— begin Page text —
By the time of the economic collapse about eighty percent of the island’s surface (mainly its center) was occupied by quarries. Ninety percent of the island’s forests had been cut down, leaving only 200 hectares of vegetation. Nauru had been transformed from a tropical island with thick forests and a hot climate into a desert, save only for a small zone of vegetation surrounding the lagoon and a 100-meter belt of greenery along the ocean shore.
Throughout the nineteenth century Nauru was indicated on maps as “Pleasant Island.” The name was given by English captain John Fearn because of the island’s incredible beauty. Today all that remains of that beauty is a hundred-meter strip of vegetation along the coastline.
— end Page text —
— begin Listed entries —
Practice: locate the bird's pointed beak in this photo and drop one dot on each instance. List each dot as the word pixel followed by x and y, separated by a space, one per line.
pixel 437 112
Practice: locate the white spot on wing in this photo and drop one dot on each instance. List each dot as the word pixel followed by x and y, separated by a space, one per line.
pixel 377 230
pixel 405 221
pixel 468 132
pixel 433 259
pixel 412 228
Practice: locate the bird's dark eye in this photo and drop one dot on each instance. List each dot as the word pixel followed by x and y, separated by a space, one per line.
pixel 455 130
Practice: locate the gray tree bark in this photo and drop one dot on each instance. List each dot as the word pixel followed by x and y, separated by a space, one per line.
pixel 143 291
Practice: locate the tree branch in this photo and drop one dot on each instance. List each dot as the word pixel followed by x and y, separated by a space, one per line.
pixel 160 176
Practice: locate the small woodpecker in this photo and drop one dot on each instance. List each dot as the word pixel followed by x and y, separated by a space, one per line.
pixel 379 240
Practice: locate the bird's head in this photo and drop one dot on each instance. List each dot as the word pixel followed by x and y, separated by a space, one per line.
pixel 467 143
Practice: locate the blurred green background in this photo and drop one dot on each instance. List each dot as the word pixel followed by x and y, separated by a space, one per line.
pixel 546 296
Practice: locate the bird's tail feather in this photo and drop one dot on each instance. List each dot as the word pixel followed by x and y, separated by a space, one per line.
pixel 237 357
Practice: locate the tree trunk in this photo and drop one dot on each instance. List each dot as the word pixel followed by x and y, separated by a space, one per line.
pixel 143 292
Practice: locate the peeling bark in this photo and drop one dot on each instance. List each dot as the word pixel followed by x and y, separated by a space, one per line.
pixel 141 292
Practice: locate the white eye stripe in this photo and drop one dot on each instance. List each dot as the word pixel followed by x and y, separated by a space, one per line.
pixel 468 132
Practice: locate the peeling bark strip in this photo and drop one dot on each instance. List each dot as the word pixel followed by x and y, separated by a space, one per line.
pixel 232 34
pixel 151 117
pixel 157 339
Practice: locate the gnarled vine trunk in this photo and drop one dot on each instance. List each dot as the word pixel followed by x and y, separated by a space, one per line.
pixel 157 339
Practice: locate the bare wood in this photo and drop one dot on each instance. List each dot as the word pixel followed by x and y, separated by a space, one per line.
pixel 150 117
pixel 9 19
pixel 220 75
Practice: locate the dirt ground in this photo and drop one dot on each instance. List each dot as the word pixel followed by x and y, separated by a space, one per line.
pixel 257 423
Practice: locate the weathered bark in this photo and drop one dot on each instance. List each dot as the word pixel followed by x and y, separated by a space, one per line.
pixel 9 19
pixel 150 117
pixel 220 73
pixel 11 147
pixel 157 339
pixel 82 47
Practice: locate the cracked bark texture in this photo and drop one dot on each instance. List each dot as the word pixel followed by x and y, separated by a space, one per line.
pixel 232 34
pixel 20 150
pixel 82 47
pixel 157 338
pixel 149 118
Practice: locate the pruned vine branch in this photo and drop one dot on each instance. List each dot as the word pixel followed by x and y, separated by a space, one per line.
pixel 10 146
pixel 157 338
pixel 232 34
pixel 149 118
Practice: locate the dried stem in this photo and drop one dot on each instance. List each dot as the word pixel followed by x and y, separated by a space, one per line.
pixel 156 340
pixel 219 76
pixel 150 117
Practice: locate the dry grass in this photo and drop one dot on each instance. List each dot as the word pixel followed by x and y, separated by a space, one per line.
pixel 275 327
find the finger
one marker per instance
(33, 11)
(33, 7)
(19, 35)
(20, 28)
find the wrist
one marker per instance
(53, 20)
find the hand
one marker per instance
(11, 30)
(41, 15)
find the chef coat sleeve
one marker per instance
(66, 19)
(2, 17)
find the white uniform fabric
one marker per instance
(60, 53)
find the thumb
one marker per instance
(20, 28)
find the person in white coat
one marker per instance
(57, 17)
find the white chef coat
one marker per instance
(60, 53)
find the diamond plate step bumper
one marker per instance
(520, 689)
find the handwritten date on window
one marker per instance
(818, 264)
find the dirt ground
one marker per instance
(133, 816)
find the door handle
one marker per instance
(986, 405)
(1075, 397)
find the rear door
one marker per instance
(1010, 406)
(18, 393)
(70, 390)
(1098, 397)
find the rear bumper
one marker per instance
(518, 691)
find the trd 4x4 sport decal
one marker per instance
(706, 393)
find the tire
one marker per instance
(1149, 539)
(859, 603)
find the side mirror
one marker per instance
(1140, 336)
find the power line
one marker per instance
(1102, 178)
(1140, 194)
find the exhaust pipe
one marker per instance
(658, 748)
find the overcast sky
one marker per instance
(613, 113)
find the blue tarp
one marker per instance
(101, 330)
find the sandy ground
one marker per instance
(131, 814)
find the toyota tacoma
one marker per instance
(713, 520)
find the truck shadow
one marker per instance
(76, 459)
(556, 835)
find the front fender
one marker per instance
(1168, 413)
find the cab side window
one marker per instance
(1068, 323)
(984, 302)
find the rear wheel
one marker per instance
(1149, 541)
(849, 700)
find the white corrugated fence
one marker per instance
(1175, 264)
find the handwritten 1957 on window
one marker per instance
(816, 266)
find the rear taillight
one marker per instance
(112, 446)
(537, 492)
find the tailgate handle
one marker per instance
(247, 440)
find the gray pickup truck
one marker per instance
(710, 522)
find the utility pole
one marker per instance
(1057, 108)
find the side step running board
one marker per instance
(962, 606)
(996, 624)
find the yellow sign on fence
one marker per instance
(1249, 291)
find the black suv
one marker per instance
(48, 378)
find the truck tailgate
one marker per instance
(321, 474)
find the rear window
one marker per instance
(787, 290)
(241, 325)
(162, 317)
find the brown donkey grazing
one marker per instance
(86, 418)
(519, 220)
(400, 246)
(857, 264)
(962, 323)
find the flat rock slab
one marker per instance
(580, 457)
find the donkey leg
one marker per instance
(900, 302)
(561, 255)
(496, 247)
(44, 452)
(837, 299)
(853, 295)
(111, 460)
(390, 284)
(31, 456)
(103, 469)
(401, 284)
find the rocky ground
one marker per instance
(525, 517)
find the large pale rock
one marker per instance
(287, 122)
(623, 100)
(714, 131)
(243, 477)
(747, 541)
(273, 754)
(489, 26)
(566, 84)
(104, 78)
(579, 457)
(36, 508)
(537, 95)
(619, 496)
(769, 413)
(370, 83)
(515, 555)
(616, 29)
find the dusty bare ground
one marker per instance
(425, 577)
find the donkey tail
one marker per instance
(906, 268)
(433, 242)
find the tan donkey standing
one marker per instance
— end Listed entries —
**Written tasks**:
**A.** Summarize the Nauru text in two sentences.
**B.** According to the Nauru text, who named the island "Pleasant Island"?
**C.** Print the stretch of the Nauru text from "By the time" through "the ocean shore.".
The lines have nothing to do with the text about Nauru.

**Final answers**:
**A.** By the time of Nauru's economic collapse, quarries covered about eighty percent of the island, and ninety percent of its forests had been cut down, turning it into a desert except for greenery around the lagoon and along the shore. Once shown on maps as "Pleasant Island" because of its beauty, the island now keeps only a hundred-meter strip of vegetation along its coastline.

**B.** The English captain John Fearn.

**C.**
By the time of the economic collapse about eighty percent of the island’s surface (mainly its center) was occupied by quarries. Ninety percent of the island’s forests had been cut down, leaving only 200 hectares of vegetation. Nauru had been transformed from a tropical island with thick forests and a hot climate into a desert, save only for a small zone of vegetation surrounding the lagoon and a 100-meter belt of greenery along the ocean shore.